* [YOUR TASK]:
Give every entry below again, exactly as written, and skip the images.
_ _ _ _ _
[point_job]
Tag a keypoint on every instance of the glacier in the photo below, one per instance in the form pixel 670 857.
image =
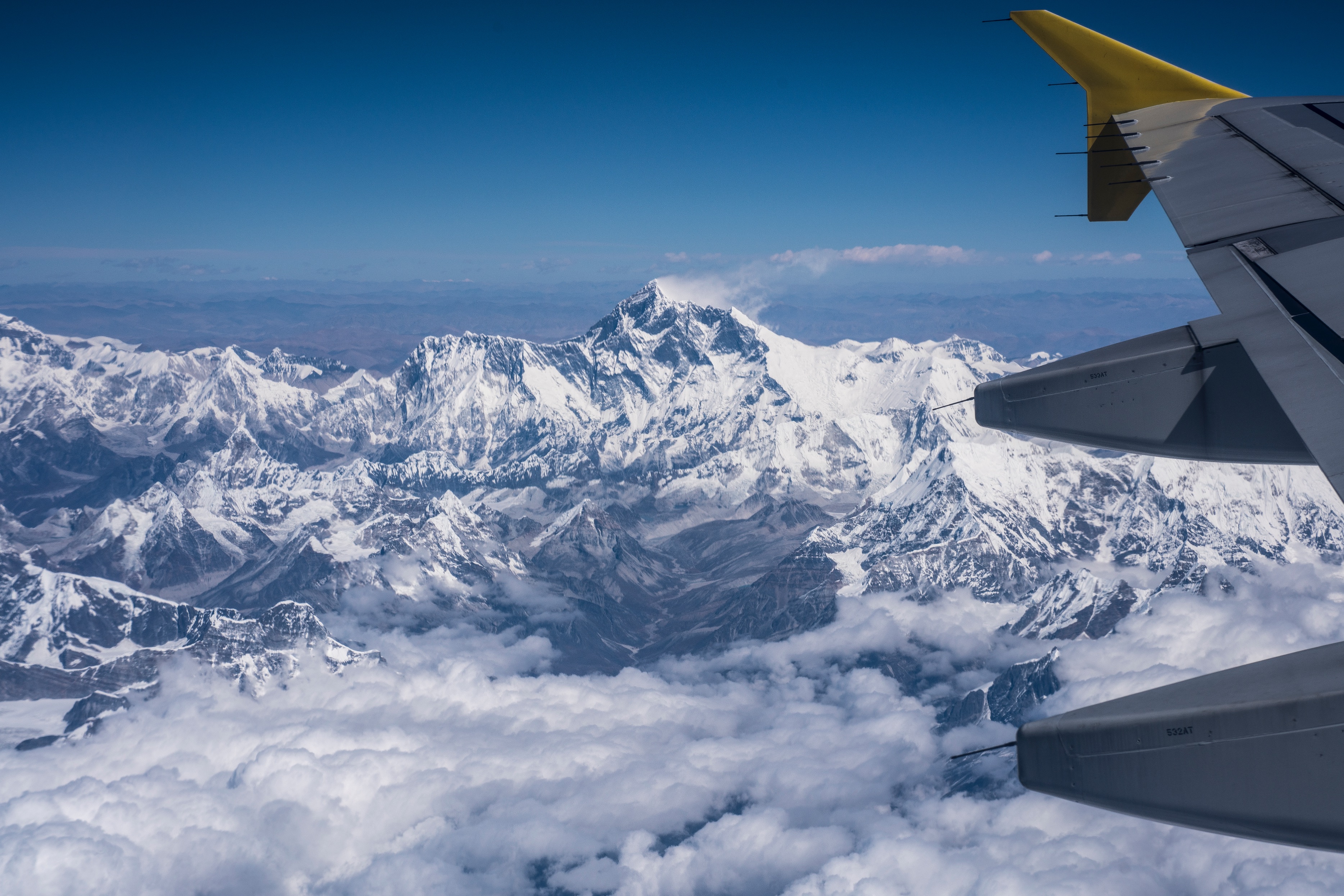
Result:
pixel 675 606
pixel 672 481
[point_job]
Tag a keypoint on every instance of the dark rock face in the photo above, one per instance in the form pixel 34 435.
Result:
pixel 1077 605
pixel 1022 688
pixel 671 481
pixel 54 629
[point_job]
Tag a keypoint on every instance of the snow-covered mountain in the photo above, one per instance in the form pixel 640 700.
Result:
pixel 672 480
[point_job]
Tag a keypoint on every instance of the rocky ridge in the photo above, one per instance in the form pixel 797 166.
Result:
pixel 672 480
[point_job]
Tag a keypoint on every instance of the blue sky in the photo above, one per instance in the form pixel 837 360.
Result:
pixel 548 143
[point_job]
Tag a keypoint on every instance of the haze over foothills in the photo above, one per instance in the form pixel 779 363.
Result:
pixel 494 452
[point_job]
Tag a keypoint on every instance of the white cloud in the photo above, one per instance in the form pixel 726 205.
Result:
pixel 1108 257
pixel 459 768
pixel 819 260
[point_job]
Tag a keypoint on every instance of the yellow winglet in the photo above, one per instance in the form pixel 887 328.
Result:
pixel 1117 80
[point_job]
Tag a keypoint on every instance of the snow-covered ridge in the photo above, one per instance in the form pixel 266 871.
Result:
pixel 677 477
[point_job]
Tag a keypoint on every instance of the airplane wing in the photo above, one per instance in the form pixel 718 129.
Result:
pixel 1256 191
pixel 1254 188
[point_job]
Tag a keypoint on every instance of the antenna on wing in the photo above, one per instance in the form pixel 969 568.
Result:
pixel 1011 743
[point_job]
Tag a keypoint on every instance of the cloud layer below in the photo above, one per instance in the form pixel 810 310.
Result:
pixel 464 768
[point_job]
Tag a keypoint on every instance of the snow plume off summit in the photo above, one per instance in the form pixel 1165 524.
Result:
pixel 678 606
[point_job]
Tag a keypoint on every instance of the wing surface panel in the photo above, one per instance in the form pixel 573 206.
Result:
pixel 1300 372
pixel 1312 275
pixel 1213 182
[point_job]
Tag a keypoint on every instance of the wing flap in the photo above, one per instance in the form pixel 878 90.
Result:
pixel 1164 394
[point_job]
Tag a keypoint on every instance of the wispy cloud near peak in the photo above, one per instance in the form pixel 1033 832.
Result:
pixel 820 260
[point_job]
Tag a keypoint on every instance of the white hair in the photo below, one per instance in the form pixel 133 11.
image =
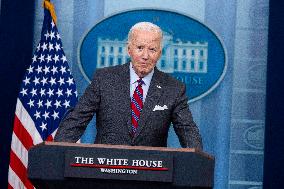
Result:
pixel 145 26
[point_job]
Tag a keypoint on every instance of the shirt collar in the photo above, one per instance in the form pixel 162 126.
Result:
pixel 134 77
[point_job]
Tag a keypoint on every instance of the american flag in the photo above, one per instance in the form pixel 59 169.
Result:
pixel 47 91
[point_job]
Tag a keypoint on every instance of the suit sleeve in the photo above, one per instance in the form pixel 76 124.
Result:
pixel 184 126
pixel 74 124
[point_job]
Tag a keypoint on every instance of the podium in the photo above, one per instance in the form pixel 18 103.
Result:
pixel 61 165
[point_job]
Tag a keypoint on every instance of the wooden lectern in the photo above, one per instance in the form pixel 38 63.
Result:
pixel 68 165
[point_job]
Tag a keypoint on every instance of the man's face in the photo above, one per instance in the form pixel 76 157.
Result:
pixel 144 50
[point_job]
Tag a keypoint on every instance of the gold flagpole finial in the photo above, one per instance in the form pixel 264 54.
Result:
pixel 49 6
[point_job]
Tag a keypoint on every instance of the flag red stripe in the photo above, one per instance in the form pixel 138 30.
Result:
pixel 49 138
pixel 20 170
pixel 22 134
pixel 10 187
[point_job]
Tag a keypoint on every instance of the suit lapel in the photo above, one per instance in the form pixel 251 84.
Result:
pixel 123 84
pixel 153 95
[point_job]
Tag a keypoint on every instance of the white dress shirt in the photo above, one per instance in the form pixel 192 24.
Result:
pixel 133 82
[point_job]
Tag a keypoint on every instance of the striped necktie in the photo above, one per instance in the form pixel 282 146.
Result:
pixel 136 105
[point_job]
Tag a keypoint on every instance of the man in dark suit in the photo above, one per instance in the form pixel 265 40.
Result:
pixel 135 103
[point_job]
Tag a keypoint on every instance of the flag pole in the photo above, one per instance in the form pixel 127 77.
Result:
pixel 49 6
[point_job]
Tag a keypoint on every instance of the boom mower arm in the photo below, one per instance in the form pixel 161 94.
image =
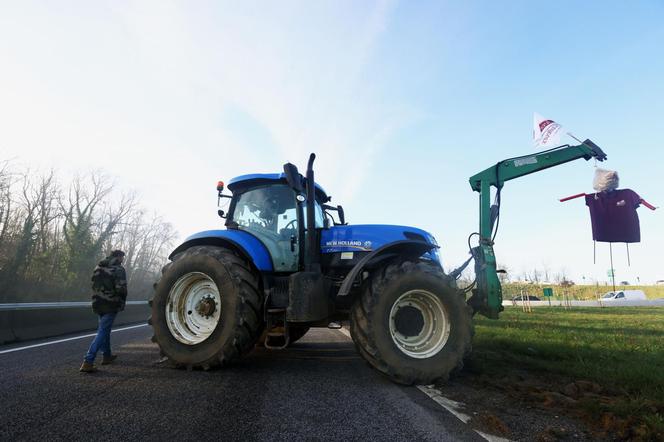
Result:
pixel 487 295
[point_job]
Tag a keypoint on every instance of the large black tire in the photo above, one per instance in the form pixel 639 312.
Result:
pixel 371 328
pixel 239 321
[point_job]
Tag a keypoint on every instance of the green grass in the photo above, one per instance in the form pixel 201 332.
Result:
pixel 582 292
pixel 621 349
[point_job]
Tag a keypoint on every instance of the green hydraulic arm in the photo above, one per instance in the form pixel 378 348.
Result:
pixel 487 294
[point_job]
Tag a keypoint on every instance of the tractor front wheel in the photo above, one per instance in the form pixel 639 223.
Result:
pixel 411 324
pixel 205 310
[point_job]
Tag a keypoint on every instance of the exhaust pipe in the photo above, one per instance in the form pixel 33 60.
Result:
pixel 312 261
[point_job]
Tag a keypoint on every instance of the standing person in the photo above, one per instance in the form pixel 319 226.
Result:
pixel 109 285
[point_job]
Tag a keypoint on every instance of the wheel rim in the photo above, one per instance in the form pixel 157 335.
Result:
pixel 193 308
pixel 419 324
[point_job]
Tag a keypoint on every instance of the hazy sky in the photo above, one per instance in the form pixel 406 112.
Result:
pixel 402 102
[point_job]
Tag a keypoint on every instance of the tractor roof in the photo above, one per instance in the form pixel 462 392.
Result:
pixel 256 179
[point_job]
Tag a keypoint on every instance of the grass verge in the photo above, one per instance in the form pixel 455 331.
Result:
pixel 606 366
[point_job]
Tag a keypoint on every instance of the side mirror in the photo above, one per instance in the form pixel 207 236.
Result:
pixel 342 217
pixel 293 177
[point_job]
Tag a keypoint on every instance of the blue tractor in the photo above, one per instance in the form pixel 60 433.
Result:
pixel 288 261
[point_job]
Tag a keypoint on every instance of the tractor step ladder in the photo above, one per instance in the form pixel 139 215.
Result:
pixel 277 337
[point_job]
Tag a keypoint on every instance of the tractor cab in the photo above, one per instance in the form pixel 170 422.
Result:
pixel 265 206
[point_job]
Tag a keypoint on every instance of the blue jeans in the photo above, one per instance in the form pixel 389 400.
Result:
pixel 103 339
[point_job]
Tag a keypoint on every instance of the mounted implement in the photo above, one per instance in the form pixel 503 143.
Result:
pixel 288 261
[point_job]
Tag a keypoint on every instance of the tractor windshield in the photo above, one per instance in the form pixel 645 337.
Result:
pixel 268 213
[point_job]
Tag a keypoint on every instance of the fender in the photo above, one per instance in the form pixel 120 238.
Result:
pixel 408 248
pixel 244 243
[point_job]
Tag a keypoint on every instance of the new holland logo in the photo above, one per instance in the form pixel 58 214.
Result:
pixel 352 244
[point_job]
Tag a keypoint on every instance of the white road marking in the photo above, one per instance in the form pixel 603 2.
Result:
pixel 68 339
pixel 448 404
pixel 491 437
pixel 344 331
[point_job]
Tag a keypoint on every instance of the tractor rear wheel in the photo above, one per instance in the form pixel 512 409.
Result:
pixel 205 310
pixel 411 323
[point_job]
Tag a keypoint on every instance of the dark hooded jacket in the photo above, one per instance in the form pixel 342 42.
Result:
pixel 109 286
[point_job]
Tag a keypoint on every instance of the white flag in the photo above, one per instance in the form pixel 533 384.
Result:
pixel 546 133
_ _ _ _ _
* [PROBLEM SOLUTION]:
[point_job]
Tag a keypoint on every instance of the glacier in the photo below, one per instance in the form pixel 670 857.
image =
Result:
pixel 675 606
pixel 672 481
[point_job]
Tag a keypoint on every instance of the dark rock face in the photo above, one per instance in the form pixel 34 435.
Result:
pixel 1077 605
pixel 1022 688
pixel 671 481
pixel 54 629
[point_job]
Tag a keypoint on every instance of the snow-covered mountain in the photo above, one per instance in the form pixel 640 700.
Result:
pixel 672 480
[point_job]
Tag a keypoint on every instance of the rocky ridge in the photo above, one per instance in the form pixel 797 166.
Result:
pixel 672 480
[point_job]
Tag a keypoint on every instance of the blue sky in the photo above, one per instance in the form pixel 837 360.
Result:
pixel 548 143
[point_job]
Tag a keypoint on every instance of the haze over foothills in the photo above, one per instance in the form pixel 779 363.
Result:
pixel 494 452
[point_job]
Tag a keypoint on every instance of the white cloud in the photo above, one per instance in the form pixel 726 205.
Result:
pixel 1108 257
pixel 459 768
pixel 819 260
[point_job]
Tag a keypoint on every instance of the yellow winglet in the photo above, one per instance in the form pixel 887 328.
Result:
pixel 1117 80
[point_job]
Tag a keypoint on every instance of the snow-covered ridge in the photo above, one per instance in the form pixel 266 871.
Result:
pixel 677 477
[point_job]
Tag a keypoint on every instance of the airplane wing in the photo above, one per instance in the form pixel 718 129.
Result:
pixel 1256 191
pixel 1254 188
[point_job]
Tag a keypoint on every instance of the antenna on wing in the photo above, one per instance in the form pixel 969 568.
Result:
pixel 1011 743
[point_job]
Tag a keypoint on every instance of the cloud layer below in the photo above, one per instance in the form pixel 810 310.
Result:
pixel 464 768
[point_job]
Tag a keypoint on every instance of the snow plume off summit in the photo above, one per instance in the form pixel 1165 524.
Result:
pixel 678 606
[point_job]
Tag a keypoint on every instance of the wing surface panel in the photo above, one per instance in the form pixel 573 206.
Result:
pixel 1300 372
pixel 1312 275
pixel 1213 182
[point_job]
Tag a keypoint on every instance of the wing flap in the photo above, one per instance in the form pixel 878 90.
Result:
pixel 1164 394
[point_job]
Tag a keypoint on every instance of the wispy cloud near peak in the photo above, one per instance in the form pixel 1033 832.
Result:
pixel 820 260
[point_job]
Tag a keypoint on every instance of the white hair in the photo below, one per instance in the form pixel 133 11.
image =
Result:
pixel 145 26
[point_job]
Tag a keypoint on every instance of the shirt collar in the photo above, one per instance in the form pixel 162 126.
Result:
pixel 134 77
[point_job]
Tag a keypoint on every instance of the american flag in the photo above, one per instance in the form pixel 59 169.
Result:
pixel 47 91
[point_job]
Tag a keypoint on every instance of the suit sleeve in the photo above, one per instance in the form pixel 76 124.
Result:
pixel 184 126
pixel 74 124
[point_job]
Tag a keypoint on every instance of the podium in the photo above, one per instance in the form pixel 18 103.
Result:
pixel 61 165
[point_job]
Tag a keypoint on every instance of the wooden lectern in the photo above, one per instance in the form pixel 38 63.
Result:
pixel 68 165
[point_job]
Tag a keypoint on every instance of the man's face in the photo above, one per instance in the form pixel 76 157.
Result:
pixel 144 50
[point_job]
Tag a keypoint on every instance of the gold flagpole finial in the photo above, one per instance in the form pixel 264 54.
Result:
pixel 49 6
[point_job]
Tag a keypoint on every instance of the flag red stripe in the photo above, one per instance in the form pixel 138 30.
Result:
pixel 49 138
pixel 20 170
pixel 22 134
pixel 10 187
[point_job]
Tag a keypoint on every instance of the suit lapel in the photo above, one per instance in the form pixel 251 84.
Result:
pixel 123 84
pixel 153 95
[point_job]
Tag a keypoint on every instance of the white dress shirt in the photo above, one per instance in the form pixel 192 24.
Result:
pixel 133 82
[point_job]
Tag a keypoint on every instance of the striped necktie in the photo above, one per instance in the form pixel 282 146.
Result:
pixel 136 105
[point_job]
Tag a keypoint on every instance of the man in dark suit in the photo above, one per instance in the form pixel 265 40.
Result:
pixel 135 103
[point_job]
Tag a keypoint on every instance of the flag pole in the photo above, one per instance in the form pixel 127 77.
Result:
pixel 49 6
[point_job]
Tag a keypoint on every instance of the boom mower arm in the photo below, one per instance in the form pixel 161 94.
image =
Result:
pixel 487 295
[point_job]
Tag a keypoint on every instance of the large black tire in the photo above, one per instance in the form pixel 639 312.
Result:
pixel 371 328
pixel 239 321
[point_job]
Tag a keypoint on every instance of the green grass in the photo above, one per instance in the form pixel 201 332.
Result:
pixel 582 292
pixel 621 349
[point_job]
Tag a keypoint on every instance of the green hydraulic arm in the photo above, one per instance in the form pixel 378 348.
Result:
pixel 487 294
[point_job]
Tag a keypoint on every instance of the tractor front wheel in the photo above, one per instance in the form pixel 639 223.
Result:
pixel 411 324
pixel 205 310
[point_job]
Tag a keypoint on every instance of the exhaust pipe in the photo above, one per instance in the form pixel 33 60.
Result:
pixel 312 261
[point_job]
Tag a keypoint on every instance of the standing person in the photo above, one per instance in the form pixel 319 226.
Result:
pixel 109 285
[point_job]
Tag a keypoint on every instance of the wheel rim in the photo above, one per instance in the form pixel 157 335.
Result:
pixel 193 308
pixel 419 324
[point_job]
Tag a keypoint on every instance of the hazy sky in the photo above, one per instance in the form pixel 406 112.
Result:
pixel 402 102
[point_job]
Tag a keypoint on every instance of the tractor roof in the photo above, one per instance in the form pixel 462 392.
Result:
pixel 256 179
[point_job]
Tag a keypoint on every instance of the grass verge in the photo above, one per instance in the form pixel 455 331.
Result:
pixel 606 366
[point_job]
Tag a keypoint on every instance of the side mirror in the photo above, one per instance in the form pixel 207 236.
Result:
pixel 342 217
pixel 293 177
[point_job]
Tag a keypoint on every instance of the blue tractor in the photo above, one per instance in the form pixel 60 433.
Result:
pixel 288 261
[point_job]
Tag a keypoint on every instance of the tractor step ladder in the photo above, one per instance in the form pixel 139 215.
Result:
pixel 277 337
[point_job]
Tag a keypoint on every instance of the tractor cab in the photo above, one per instance in the form pixel 170 422.
Result:
pixel 265 206
[point_job]
Tag a keypoint on every instance of the blue jeans in the photo above, one per instance in the form pixel 389 400.
Result:
pixel 103 339
[point_job]
Tag a keypoint on every instance of the mounted implement in the photo above, one per instance in the form pixel 503 143.
Result:
pixel 288 261
[point_job]
Tag a keypoint on every instance of the tractor windshield in the photo above, one per instance in the form pixel 645 337.
Result:
pixel 268 213
[point_job]
Tag a keypoint on every instance of the fender in the photo above, one per instance in the form pixel 120 238.
Result:
pixel 408 248
pixel 244 243
[point_job]
Tag a keypoint on every instance of the new holland logo in the photo above, one per instance in the form pixel 58 214.
Result:
pixel 352 244
[point_job]
Tag a keypoint on every instance of the white road marking in the photo above, one per instance in the form pixel 603 2.
Result:
pixel 68 339
pixel 448 404
pixel 491 437
pixel 344 331
[point_job]
Tag a keypoint on every instance of the tractor rear wheel in the photo above, one per instance in the form pixel 512 409.
Result:
pixel 205 310
pixel 411 323
[point_job]
Tag a keypoint on every instance of the dark hooded jacket in the photo above, one per instance in the form pixel 342 42.
Result:
pixel 109 286
[point_job]
Tag a keypoint on every instance of the white flag in the photo above, one per instance in the form pixel 533 384.
Result:
pixel 546 133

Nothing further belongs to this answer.